* Exercise task *
Answer these questions from the class page that follows:
(a) What is the specification of the list of folders to get to a file on your computer called?
(b) Under what name should the new R script be saved in class2?
(c) Which function converts a path to something R can understand?

* Passage to read *
— START —

In today’s class we’ll write scripts to begin to explore the desegregation datasets that we used in the homework assignment.
By then end of today’s class you’ll have your first analysis script.
Readings discussion
Research Journal discussion
Homework 1 overview and questions
File paths
Data exploration and processing with the tidyverse
Exporting data frames
Getting help
Assignment 2
- “What we choose to measure is a statement of what [who] we value”
Missing data
Minoritized
US Census race and ethnicity categories
The specification of the list of folders to get to a file on your computer is called a path.
Using relative paths makes it easier to avoid mistakes and to share your script with others. In this class, we will Create an R project for each class that defines the folder that your relative path starts with. For each class, there will be a folder to download with the data for the in-class exercises and homework. You should download it and put it in your methods1 folder so it looks something like this:
Starting with class2, we’ll all try to have the same file structure. Don’t worry if your class1 folder looks different.
If you need to use an absolute path to import data, they look different depending on your operating system. See examples below of the absolute path to a csv in my main data folder:
file.path() function to convert the path to something that R can understand:
Download the class 2 folder and save them in your methods1 folder on your computer
Create new project from existing folder:
- methods1/class2
Create new R script File > R Script
Save it in class2 as new_york_student_poverty_2018.R
At the top of your script, write a comment describing the purpose of this file:
# Processing and exploring the 2018 student-age poverty data from SAIPE for New York
# source = https://www.census.gov/data/datasets/2019/demo/saipe/2019-school-districts.html
First load the tidyverse collection of packages to your environment
library(tidyverse)

— END —

Spatial annotation records:
— START —

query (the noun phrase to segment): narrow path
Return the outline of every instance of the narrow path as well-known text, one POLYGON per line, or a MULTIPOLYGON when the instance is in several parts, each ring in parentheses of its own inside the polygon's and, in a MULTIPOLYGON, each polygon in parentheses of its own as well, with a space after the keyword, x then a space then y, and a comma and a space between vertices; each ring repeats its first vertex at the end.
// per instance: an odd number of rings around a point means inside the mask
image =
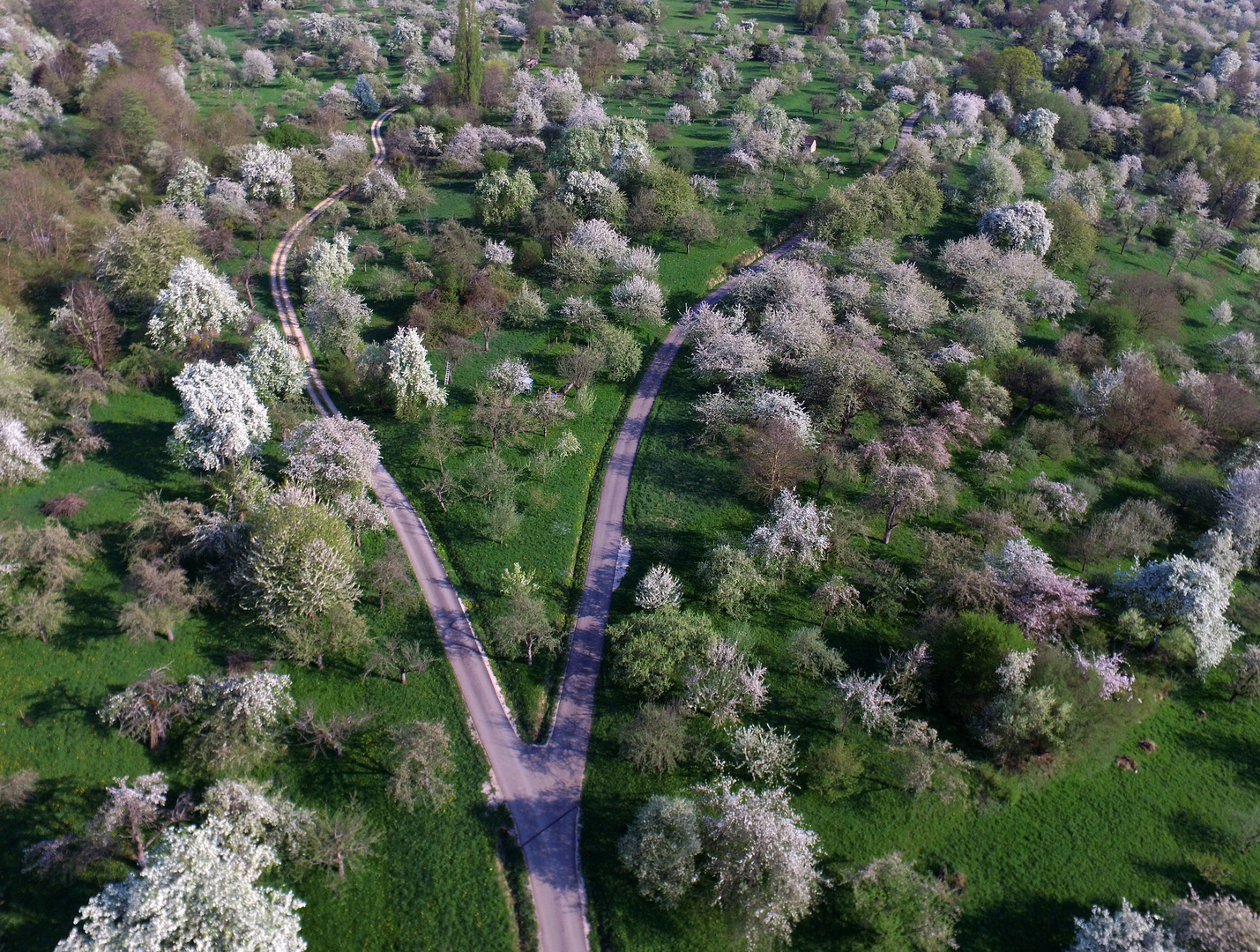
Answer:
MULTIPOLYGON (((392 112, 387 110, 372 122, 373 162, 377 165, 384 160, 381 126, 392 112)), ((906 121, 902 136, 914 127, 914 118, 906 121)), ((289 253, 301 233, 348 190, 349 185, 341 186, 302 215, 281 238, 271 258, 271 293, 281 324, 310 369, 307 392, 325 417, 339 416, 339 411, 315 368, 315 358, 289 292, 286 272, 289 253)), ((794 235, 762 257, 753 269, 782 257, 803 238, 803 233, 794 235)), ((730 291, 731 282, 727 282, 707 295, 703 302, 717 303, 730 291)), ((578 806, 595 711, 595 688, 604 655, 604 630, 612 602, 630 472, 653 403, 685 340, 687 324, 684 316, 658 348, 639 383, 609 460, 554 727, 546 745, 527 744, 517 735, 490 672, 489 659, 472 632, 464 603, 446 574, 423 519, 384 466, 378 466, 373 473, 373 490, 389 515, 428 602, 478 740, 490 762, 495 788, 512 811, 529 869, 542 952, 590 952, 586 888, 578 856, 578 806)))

— END —

* Exercise result *
(a) A path.
(b) new_york_student_poverty_2018.R
(c) file.path()